**Task directions:** Write out the listing beneath this instruction in its entirety, exactly as it reads.

**Supplied material:**
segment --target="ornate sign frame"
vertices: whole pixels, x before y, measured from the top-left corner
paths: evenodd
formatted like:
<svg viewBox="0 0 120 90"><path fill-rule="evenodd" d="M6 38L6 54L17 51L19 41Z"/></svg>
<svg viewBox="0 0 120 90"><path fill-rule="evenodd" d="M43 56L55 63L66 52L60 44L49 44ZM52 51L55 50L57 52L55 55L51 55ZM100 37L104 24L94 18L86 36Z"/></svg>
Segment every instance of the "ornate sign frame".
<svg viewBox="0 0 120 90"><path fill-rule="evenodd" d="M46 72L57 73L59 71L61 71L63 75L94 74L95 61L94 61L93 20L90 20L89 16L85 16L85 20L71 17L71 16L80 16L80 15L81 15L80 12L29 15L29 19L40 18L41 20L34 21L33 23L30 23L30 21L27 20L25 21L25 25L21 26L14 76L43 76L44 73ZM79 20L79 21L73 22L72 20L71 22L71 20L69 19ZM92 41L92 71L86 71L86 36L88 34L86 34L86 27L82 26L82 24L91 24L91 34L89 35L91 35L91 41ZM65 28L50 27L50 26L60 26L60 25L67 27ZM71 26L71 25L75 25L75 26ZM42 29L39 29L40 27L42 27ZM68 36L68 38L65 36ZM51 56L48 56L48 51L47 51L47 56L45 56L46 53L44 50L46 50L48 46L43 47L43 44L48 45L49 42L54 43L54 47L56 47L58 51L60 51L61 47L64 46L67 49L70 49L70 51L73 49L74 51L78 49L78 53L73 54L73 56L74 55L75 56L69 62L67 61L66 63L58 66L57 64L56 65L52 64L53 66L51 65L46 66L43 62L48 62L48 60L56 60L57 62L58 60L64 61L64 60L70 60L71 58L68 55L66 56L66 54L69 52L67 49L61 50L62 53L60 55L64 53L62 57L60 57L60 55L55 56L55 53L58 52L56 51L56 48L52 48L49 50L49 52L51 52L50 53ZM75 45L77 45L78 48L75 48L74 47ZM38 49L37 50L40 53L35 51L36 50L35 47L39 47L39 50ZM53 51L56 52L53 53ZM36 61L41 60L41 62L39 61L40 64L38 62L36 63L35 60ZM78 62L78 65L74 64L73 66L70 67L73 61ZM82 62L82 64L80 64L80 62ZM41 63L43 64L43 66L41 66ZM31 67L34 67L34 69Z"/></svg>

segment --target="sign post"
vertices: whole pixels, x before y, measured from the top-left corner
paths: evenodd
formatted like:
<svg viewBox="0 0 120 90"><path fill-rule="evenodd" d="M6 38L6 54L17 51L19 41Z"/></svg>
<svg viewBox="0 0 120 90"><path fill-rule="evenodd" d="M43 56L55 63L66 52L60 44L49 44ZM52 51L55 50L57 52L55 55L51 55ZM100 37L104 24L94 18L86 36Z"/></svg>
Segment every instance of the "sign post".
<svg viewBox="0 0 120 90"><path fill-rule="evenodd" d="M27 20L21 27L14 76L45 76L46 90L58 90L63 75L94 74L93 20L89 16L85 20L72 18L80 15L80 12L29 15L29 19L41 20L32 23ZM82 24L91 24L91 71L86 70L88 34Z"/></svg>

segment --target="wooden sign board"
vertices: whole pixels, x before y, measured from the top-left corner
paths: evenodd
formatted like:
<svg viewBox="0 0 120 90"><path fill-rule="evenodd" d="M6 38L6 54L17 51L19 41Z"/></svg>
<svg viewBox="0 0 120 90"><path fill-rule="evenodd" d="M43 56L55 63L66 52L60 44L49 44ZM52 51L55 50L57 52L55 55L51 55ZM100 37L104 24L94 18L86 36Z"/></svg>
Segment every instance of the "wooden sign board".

**Task result:**
segment --target="ornate sign frame"
vertices: whole pixels, x before y, measured from the top-left corner
paths: evenodd
formatted like:
<svg viewBox="0 0 120 90"><path fill-rule="evenodd" d="M6 38L6 54L17 51L19 41Z"/></svg>
<svg viewBox="0 0 120 90"><path fill-rule="evenodd" d="M43 56L55 63L66 52L60 44L49 44ZM52 51L55 50L57 52L55 55L51 55ZM100 37L104 24L94 18L86 36Z"/></svg>
Segment every instance of the "ornate sign frame".
<svg viewBox="0 0 120 90"><path fill-rule="evenodd" d="M46 72L57 73L59 71L61 71L63 75L94 74L95 61L94 61L93 20L90 20L89 16L85 16L85 20L71 17L71 16L80 16L80 15L81 15L80 12L29 15L29 19L40 18L41 20L34 21L33 23L30 23L30 21L27 20L25 21L25 25L21 26L14 76L43 76L44 73ZM79 20L79 21L73 22L72 20L71 22L71 20L69 19ZM92 41L92 71L86 71L86 36L88 34L86 34L86 27L82 26L82 24L91 24L91 34L89 35L91 35L91 41ZM65 28L50 27L50 26L60 26L60 25L67 27ZM71 26L71 25L75 25L75 26ZM42 29L39 29L40 27L42 27ZM68 36L68 38L65 36ZM51 56L48 56L48 51L47 51L47 56L45 56L46 53L44 50L46 50L48 46L43 47L43 44L48 45L49 42L54 43L54 47L56 47L58 51L60 51L61 47L64 46L67 49L70 49L70 51L73 49L74 51L78 49L78 53L73 54L73 56L74 55L75 56L69 62L67 61L66 63L58 66L57 64L56 65L52 64L53 66L51 65L46 66L43 62L48 62L48 60L56 60L57 62L58 60L64 61L64 60L70 60L71 58L68 55L66 56L66 54L69 52L67 49L61 50L62 53L60 55L64 53L62 57L60 57L60 55L55 56L55 53L58 52L56 51L56 48L52 48L49 50L49 52L51 52L50 53ZM75 45L77 45L78 48L75 48L74 47ZM38 49L37 50L40 53L35 51L36 50L35 47L39 47L39 50ZM53 51L56 52L53 53ZM36 61L41 60L41 62L39 61L40 64L38 62L36 63L35 60ZM78 62L78 65L74 64L73 66L70 67L73 61ZM82 62L82 64L80 64L80 62ZM41 63L43 64L43 66L41 66ZM31 67L34 67L34 69Z"/></svg>

segment --target="sign post"
vertices: whole pixels, x before y, measured from the top-left corner
paths: evenodd
formatted like:
<svg viewBox="0 0 120 90"><path fill-rule="evenodd" d="M6 38L6 54L17 51L19 41Z"/></svg>
<svg viewBox="0 0 120 90"><path fill-rule="evenodd" d="M43 56L55 63L66 52L60 44L49 44ZM52 51L55 50L57 52L55 55L51 55ZM100 37L104 24L94 18L86 36Z"/></svg>
Segment every instance of the "sign post".
<svg viewBox="0 0 120 90"><path fill-rule="evenodd" d="M27 20L21 27L14 76L45 76L46 90L58 90L63 75L94 74L93 20L89 16L85 20L72 18L80 15L80 12L29 15L29 19L41 20L32 23ZM82 24L91 24L91 71L86 70L88 34Z"/></svg>

segment --target="wooden sign board"
vertices: whole pixels, x before y, measured from the top-left corner
paths: evenodd
formatted like:
<svg viewBox="0 0 120 90"><path fill-rule="evenodd" d="M6 38L6 54L17 51L19 41Z"/></svg>
<svg viewBox="0 0 120 90"><path fill-rule="evenodd" d="M43 56L55 63L66 52L60 44L49 44ZM52 51L55 50L57 52L55 55L51 55ZM100 37L104 24L94 18L86 36Z"/></svg>
Segment every instance of the "wooden sign board".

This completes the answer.